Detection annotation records
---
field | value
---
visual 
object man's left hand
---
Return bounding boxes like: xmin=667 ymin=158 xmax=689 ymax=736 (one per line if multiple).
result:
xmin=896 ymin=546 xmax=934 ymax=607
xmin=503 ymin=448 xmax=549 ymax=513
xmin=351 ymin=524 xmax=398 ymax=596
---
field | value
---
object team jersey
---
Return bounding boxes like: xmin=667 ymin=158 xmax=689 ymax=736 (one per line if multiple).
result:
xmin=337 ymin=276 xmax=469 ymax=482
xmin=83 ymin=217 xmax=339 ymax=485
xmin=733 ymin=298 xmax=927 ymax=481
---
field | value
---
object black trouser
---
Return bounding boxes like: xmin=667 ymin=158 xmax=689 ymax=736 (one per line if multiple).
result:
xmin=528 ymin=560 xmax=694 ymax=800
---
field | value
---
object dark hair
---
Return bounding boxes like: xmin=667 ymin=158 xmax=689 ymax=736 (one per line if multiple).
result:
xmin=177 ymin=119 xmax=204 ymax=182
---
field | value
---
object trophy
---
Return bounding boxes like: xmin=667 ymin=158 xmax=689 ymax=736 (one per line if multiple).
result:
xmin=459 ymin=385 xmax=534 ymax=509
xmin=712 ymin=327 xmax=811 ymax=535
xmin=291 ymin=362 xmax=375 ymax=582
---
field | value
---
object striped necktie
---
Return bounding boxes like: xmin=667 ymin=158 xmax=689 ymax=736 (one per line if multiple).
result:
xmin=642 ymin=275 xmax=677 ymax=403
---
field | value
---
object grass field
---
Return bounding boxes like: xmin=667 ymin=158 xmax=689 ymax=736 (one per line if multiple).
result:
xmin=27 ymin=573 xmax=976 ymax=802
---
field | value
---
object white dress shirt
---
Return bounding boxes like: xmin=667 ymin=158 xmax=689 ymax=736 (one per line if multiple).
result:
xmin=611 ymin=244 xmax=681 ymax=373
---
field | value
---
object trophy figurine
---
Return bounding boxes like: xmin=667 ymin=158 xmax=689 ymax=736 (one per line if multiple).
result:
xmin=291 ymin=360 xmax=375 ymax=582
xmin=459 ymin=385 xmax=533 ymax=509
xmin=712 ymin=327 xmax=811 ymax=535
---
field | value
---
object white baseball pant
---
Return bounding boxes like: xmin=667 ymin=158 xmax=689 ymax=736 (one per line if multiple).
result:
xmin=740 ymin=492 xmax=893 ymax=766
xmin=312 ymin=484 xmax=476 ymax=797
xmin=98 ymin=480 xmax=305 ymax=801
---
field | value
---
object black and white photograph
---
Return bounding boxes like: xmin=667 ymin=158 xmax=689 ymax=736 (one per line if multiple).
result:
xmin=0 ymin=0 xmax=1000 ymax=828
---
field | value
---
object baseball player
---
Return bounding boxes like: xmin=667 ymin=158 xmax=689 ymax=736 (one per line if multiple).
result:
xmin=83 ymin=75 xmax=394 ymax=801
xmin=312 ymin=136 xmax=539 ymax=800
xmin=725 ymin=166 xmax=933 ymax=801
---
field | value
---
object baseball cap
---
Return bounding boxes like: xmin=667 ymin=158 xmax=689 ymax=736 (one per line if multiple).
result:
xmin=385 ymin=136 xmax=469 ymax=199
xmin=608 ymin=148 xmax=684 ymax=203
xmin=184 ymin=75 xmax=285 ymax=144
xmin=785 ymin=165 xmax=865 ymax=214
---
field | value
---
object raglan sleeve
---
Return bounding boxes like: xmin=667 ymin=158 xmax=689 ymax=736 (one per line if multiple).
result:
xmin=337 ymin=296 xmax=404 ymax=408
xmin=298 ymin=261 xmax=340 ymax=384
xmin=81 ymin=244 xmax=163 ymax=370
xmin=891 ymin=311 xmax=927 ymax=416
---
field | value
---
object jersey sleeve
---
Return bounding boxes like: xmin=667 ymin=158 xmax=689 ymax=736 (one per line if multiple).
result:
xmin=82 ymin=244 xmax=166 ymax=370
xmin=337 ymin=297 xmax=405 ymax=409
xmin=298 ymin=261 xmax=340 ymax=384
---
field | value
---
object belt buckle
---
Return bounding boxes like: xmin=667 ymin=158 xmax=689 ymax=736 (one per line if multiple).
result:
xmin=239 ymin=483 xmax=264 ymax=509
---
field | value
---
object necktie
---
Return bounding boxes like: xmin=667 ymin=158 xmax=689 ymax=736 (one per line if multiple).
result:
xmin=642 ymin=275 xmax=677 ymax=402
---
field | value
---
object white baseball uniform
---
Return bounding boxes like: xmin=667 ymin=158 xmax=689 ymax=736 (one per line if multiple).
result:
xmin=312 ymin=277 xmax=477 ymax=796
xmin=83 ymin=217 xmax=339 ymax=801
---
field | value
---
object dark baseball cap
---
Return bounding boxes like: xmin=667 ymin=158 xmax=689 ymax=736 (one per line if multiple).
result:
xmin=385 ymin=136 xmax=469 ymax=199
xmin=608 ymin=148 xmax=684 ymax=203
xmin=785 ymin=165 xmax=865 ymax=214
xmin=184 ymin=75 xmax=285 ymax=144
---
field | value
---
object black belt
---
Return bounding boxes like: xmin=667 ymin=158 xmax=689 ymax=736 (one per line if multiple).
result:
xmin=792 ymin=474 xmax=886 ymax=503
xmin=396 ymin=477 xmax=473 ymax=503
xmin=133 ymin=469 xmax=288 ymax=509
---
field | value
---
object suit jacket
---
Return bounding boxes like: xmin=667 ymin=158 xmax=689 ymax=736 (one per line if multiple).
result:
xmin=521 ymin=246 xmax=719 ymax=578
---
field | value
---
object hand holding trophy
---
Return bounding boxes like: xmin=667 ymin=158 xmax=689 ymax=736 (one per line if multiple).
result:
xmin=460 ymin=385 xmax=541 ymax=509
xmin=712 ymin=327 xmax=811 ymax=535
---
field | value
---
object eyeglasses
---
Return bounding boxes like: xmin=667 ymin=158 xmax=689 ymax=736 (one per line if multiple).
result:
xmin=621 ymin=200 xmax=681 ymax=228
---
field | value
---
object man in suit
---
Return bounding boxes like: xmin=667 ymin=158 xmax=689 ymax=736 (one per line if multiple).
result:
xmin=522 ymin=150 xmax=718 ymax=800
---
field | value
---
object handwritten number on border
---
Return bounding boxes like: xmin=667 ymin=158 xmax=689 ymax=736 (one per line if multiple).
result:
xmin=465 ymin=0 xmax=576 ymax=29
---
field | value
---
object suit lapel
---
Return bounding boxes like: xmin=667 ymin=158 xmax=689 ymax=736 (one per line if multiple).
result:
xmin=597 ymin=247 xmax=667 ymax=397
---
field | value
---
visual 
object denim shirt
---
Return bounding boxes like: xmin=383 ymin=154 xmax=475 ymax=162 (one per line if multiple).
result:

Exercise
Pick out every line in the material above that contains the string "suit", and copy each one.

Answer for the task
object suit jacket
object man in suit
object suit lapel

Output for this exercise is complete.